Required work: Reproduce every one of the following records word for word, with each line unchanged.

Provided records:
— Begin —
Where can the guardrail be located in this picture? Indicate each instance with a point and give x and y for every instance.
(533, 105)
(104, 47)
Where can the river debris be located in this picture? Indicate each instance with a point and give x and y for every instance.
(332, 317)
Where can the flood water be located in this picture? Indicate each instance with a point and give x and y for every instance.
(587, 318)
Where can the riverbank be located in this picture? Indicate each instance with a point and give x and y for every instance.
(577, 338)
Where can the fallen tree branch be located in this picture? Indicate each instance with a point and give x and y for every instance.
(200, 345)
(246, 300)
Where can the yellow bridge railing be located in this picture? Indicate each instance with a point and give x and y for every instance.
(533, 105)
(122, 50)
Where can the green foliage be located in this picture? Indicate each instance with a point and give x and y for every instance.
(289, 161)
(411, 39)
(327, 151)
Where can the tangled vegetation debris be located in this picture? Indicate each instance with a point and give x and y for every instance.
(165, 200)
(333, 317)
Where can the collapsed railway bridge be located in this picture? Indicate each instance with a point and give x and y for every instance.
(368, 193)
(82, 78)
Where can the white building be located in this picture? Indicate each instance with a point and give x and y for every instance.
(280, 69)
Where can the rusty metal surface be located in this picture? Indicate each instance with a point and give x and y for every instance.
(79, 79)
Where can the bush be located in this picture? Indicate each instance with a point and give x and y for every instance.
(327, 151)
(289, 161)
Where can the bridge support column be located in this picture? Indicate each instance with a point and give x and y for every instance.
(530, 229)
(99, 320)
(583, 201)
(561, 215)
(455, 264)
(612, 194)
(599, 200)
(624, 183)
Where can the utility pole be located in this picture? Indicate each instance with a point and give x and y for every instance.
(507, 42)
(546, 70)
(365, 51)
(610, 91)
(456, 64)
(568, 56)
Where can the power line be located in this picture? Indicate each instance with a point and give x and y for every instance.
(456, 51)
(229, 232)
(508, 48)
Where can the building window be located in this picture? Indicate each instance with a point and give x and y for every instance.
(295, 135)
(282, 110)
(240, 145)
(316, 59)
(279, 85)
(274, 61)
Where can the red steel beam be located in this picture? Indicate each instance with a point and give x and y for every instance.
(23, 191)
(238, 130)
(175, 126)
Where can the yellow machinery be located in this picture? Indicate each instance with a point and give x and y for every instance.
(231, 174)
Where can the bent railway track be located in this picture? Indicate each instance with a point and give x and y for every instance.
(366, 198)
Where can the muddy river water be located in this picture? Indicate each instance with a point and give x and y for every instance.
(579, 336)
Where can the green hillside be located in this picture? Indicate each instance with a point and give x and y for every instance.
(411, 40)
— End —
Full answer:
Where can the guardrail be located in this picture? Indicate each instance with a point and give x and y for every instance.
(533, 105)
(104, 47)
Where can the river debris be located in this picture? Indicate each instance with a point and give x and y for every instance.
(332, 317)
Where can the flood water be located in this picture? Indicate each instance with a point and give x and y for every instance.
(587, 318)
Where can the riverbank be located in this picture? Indicate each instance with a point and give x and y for every instance.
(577, 338)
Where can the fallen tree branch be located in this picture? Indicate each instance with a point and give x and y for every instance.
(200, 345)
(246, 300)
Where can the yellow bridge railing be located in this picture? Indicate each instance with a point and give x and y for every instance.
(533, 105)
(122, 50)
Where can the green foliage be located in this picture? Indicate each instance with a point and give x and y for every instance.
(289, 161)
(411, 39)
(327, 151)
Where can the tangled vegetation debris be located in this picture? Indicate each instance with a point and give x and y for every instance.
(165, 200)
(333, 317)
Where can the collapsed railway bridge be located in this picture? Indicate each instance with a point and give x and y for every instance.
(368, 193)
(82, 78)
Where can the white building be located in this picture? Indicate each instance with a point and give x and y for every instance.
(280, 69)
Where can the rusty metal surface be located in this picture? Indicate each instance with a point and give x and y for every instance.
(79, 79)
Where can the bush be located in this picture? Indicate each instance with a point and give x and y for every instance.
(327, 151)
(289, 161)
Where can the bridge support column be located in this picture? Indicate each instance with a point and give x and y for every instance.
(530, 229)
(99, 320)
(583, 201)
(561, 215)
(455, 264)
(612, 194)
(599, 200)
(624, 183)
Where can the utility pole be located in this picture? Indicate each instance with a point and give x and y for every instance.
(507, 42)
(546, 70)
(365, 51)
(610, 91)
(456, 64)
(568, 56)
Where can the power line be located in this picture? Indicate each instance with a point and give x and y for every instance.
(456, 51)
(229, 232)
(508, 48)
Where can the building window be located in this picture? Indicate each instance with a point and give x and y for every instance.
(295, 135)
(282, 110)
(240, 145)
(316, 59)
(279, 85)
(274, 61)
Where can the red steel beam be located in this picture? Indicate each instance with a point and give x and y for every instance.
(23, 191)
(238, 130)
(175, 126)
Where can the yellow machinery be located in this picture? Indicate each instance with a point and give x and y for every instance.
(231, 174)
Where can the bent railway track be located in this picture? Indicate each instance with a point and give x and y for every instance.
(366, 198)
Where can the muddy river water be located in this picture? Indicate each instance with a point and give x and y for every instance.
(579, 336)
Where can the green hillside be located in this picture? Indicate each instance with a point and give x and y for every instance.
(411, 40)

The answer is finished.